* **BRIEF**: Turn the material below, from the line containing "pixel 60 31." through the last line of the material, both ends included, into a Markdown table with the columns Row and Line text. Give each line its own numbered row and leave out blank lines.

* **DATASET CONTENT**:
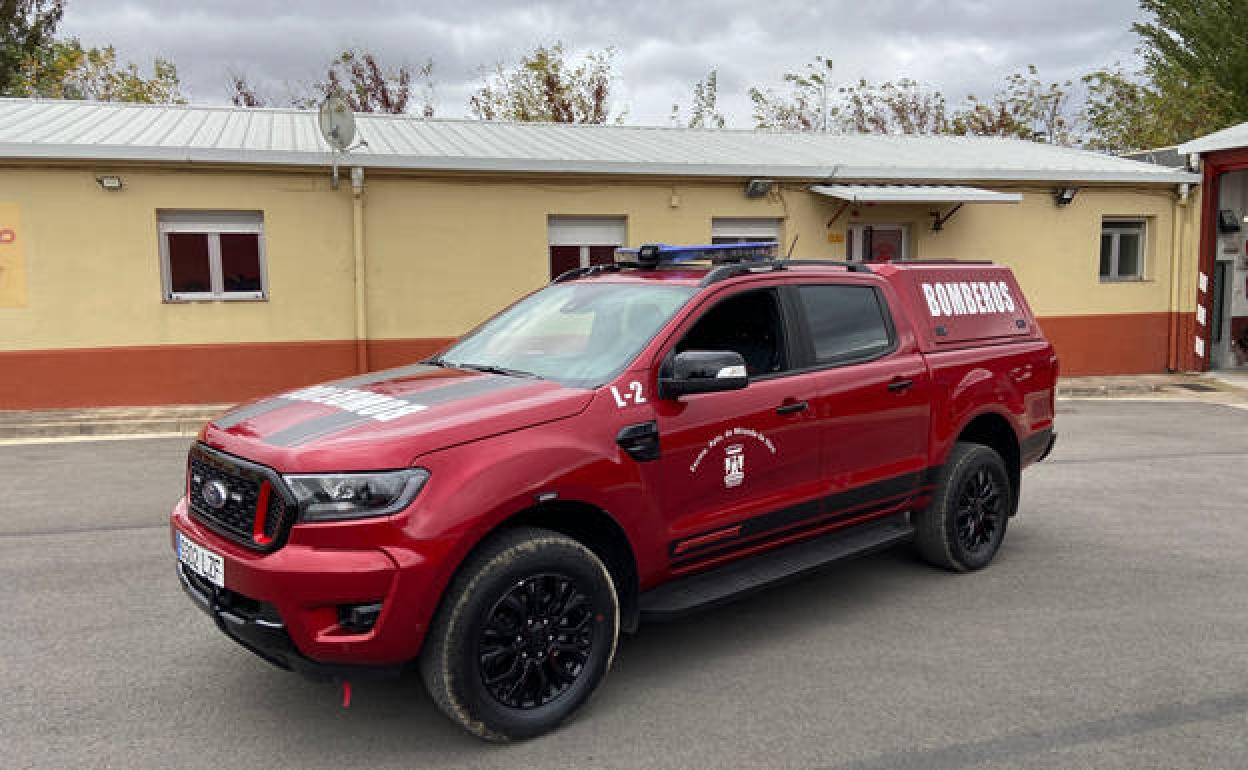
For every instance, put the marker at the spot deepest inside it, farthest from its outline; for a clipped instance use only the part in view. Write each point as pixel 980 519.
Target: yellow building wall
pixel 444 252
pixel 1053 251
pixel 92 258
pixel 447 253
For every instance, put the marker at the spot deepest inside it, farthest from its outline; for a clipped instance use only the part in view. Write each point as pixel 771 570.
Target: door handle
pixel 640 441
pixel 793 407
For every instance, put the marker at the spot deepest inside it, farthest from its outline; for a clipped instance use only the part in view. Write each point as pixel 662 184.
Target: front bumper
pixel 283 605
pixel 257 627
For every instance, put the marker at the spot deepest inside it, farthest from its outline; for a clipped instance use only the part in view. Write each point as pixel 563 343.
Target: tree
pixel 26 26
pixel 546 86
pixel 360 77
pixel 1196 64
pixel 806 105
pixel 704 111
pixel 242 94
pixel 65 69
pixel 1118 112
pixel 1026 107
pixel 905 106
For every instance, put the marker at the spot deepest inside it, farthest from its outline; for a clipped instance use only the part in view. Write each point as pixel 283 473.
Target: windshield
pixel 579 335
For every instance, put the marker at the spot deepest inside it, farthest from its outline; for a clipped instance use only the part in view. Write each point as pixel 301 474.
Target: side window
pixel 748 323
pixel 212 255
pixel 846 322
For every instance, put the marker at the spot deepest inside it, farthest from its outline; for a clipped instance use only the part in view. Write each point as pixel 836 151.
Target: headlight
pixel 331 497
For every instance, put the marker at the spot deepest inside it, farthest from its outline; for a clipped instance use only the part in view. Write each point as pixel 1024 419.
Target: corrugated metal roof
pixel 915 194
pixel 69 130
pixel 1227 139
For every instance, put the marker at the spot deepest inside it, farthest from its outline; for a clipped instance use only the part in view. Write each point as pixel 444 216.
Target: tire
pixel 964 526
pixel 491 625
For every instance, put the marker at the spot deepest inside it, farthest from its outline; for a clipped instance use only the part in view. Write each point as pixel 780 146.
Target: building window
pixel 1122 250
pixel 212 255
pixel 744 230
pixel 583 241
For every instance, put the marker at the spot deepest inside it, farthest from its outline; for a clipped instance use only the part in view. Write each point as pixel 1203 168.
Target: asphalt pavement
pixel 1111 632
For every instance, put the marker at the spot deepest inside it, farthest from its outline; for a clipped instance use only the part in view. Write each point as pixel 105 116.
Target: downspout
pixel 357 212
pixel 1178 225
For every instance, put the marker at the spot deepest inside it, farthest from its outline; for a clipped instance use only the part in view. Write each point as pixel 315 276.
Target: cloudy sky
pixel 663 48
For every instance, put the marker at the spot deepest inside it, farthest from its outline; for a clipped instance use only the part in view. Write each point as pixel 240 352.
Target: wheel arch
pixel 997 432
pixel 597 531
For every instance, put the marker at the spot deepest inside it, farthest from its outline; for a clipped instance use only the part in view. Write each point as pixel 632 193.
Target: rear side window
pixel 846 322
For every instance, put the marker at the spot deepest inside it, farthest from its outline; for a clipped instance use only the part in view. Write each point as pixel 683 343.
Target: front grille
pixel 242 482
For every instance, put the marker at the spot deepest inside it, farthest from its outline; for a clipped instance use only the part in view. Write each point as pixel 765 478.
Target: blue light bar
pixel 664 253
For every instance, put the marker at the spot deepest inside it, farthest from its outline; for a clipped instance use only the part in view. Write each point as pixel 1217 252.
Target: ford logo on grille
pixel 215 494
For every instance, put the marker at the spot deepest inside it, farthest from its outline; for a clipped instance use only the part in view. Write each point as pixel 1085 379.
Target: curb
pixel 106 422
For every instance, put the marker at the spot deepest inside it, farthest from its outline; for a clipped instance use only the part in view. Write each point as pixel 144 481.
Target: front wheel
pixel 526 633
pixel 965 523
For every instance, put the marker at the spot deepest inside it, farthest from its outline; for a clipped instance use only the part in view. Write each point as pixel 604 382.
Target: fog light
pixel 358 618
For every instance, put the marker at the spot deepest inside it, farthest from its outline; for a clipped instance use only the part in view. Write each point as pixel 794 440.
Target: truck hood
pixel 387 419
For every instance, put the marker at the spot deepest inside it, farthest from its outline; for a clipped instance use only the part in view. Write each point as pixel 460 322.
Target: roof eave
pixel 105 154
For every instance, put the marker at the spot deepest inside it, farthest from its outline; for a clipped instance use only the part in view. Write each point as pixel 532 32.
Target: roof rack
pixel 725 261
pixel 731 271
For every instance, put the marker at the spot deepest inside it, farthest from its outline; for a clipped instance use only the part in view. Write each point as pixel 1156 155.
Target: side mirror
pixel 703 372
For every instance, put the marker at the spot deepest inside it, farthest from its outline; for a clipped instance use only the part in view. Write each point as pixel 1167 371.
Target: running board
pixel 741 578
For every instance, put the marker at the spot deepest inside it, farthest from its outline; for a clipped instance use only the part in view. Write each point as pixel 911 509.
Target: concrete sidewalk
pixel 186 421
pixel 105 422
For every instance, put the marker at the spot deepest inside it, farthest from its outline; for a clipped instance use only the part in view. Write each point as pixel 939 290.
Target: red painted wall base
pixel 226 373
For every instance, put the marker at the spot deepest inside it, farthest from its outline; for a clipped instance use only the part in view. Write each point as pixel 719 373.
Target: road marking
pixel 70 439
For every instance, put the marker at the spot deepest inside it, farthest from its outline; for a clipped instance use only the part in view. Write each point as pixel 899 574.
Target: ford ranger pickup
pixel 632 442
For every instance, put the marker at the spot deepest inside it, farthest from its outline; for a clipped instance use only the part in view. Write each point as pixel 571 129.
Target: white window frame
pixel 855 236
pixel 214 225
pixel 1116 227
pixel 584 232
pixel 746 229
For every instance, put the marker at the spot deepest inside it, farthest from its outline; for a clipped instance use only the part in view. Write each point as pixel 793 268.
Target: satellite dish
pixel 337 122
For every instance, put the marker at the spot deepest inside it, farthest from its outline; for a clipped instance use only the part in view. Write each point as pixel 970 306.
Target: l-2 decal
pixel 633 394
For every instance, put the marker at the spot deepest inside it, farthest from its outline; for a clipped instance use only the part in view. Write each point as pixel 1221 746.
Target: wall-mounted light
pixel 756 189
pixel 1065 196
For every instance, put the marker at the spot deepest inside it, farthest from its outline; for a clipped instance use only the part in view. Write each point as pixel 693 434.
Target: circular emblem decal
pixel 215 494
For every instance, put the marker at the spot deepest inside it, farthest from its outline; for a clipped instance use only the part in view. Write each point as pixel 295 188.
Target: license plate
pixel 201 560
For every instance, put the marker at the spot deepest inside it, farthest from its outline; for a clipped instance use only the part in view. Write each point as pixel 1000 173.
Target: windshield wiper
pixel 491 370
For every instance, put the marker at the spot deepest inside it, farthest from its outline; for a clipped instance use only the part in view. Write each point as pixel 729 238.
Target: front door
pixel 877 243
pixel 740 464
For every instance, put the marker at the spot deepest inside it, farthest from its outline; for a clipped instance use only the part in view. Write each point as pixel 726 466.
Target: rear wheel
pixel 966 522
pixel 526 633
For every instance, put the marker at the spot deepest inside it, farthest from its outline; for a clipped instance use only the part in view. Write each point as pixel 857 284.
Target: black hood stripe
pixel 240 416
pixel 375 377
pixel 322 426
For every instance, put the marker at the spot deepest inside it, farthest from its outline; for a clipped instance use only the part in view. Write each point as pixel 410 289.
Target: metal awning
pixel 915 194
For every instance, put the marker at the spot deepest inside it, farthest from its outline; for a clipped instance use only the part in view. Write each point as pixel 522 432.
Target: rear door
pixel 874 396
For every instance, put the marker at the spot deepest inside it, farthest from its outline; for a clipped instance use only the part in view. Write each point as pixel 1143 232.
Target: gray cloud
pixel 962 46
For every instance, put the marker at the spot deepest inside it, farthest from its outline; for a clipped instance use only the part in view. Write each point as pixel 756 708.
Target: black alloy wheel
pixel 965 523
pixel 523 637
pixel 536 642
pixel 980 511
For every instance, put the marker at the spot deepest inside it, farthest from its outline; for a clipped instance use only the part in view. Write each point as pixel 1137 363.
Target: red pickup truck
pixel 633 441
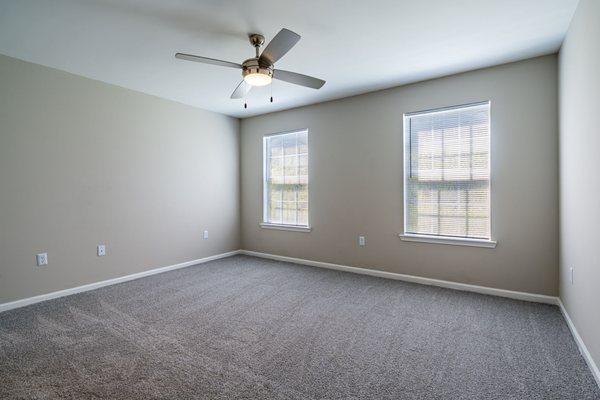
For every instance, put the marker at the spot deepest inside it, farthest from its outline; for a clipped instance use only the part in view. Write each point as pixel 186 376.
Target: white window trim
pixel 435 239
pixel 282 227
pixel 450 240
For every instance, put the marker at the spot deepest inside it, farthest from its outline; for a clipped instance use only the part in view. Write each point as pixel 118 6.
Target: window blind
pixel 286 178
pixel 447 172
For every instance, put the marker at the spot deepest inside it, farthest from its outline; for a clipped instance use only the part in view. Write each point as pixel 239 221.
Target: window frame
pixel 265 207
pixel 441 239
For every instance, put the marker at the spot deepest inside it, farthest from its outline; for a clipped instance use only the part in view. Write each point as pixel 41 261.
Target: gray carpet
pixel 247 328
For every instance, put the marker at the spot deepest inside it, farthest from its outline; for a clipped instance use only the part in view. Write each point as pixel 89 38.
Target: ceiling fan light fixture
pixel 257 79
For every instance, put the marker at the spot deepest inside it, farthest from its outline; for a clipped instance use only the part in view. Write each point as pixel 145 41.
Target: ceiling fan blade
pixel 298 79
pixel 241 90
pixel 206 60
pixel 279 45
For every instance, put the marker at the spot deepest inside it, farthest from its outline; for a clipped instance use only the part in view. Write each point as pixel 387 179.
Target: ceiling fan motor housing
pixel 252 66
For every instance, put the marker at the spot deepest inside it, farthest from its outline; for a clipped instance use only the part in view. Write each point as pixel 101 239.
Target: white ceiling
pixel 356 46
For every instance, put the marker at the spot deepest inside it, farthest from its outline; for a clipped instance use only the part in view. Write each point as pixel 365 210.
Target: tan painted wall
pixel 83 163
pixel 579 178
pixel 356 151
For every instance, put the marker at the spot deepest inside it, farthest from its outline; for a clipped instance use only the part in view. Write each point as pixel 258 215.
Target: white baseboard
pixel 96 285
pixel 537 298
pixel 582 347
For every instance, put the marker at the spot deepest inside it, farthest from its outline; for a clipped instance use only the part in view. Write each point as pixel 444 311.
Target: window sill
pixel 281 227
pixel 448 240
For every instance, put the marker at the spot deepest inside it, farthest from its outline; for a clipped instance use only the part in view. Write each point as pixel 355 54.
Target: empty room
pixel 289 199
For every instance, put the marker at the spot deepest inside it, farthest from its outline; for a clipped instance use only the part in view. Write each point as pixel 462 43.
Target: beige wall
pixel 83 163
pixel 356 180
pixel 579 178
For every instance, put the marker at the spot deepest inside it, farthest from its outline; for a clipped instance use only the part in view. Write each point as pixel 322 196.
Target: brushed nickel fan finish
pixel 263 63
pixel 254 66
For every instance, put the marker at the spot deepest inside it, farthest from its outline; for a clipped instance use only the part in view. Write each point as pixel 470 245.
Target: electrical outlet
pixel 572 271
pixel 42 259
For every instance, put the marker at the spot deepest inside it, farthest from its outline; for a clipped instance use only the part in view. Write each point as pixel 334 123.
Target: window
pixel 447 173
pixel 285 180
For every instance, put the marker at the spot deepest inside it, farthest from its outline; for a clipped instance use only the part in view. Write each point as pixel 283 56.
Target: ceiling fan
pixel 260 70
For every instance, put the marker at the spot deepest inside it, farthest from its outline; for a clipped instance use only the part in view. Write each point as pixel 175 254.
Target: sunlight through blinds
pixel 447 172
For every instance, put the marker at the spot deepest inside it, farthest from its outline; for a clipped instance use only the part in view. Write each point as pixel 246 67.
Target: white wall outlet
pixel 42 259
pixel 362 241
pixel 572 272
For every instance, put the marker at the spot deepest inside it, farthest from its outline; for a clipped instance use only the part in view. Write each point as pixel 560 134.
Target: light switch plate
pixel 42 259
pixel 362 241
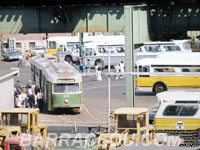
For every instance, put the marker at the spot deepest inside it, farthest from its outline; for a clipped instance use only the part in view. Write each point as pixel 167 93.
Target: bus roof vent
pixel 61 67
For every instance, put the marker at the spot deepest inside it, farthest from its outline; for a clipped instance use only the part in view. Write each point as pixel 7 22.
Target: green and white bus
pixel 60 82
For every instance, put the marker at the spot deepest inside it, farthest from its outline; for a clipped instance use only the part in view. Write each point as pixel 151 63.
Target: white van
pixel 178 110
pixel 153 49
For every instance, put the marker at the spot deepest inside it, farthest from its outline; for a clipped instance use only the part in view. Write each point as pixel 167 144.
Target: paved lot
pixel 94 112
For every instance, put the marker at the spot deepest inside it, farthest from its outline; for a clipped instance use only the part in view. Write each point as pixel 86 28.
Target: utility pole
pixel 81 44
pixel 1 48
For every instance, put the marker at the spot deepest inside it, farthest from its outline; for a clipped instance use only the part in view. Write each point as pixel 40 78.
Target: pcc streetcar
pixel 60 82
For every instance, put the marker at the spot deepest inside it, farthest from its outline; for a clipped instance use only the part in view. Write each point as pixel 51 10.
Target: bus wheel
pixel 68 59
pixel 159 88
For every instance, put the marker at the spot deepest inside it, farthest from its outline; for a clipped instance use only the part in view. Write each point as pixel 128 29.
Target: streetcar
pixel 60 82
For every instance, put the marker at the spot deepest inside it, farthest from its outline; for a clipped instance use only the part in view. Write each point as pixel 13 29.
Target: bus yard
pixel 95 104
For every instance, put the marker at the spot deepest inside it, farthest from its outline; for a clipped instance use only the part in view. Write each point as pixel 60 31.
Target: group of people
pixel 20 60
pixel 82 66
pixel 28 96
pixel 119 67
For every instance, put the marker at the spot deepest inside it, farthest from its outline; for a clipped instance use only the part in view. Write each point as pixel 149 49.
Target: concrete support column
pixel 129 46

* **TASK OUTPUT**:
| Row | Line text |
|---|---|
| 1 | For every instance, put the marker at the spot deepest inside it, farthest from its outline; for a clipped instance use only the part in view. Write each point as pixel 60 31. |
| 2 | Target: group of people |
| 3 | pixel 20 60 |
| 4 | pixel 82 66 |
| 5 | pixel 28 96 |
| 6 | pixel 119 67 |
| 7 | For every instance, put the marker at the spot deepest inside it, farthest from its outline; for a clipped instance use only the part in view. Write each point as pixel 149 49. |
| 8 | Target: concrete support column |
| 9 | pixel 129 46 |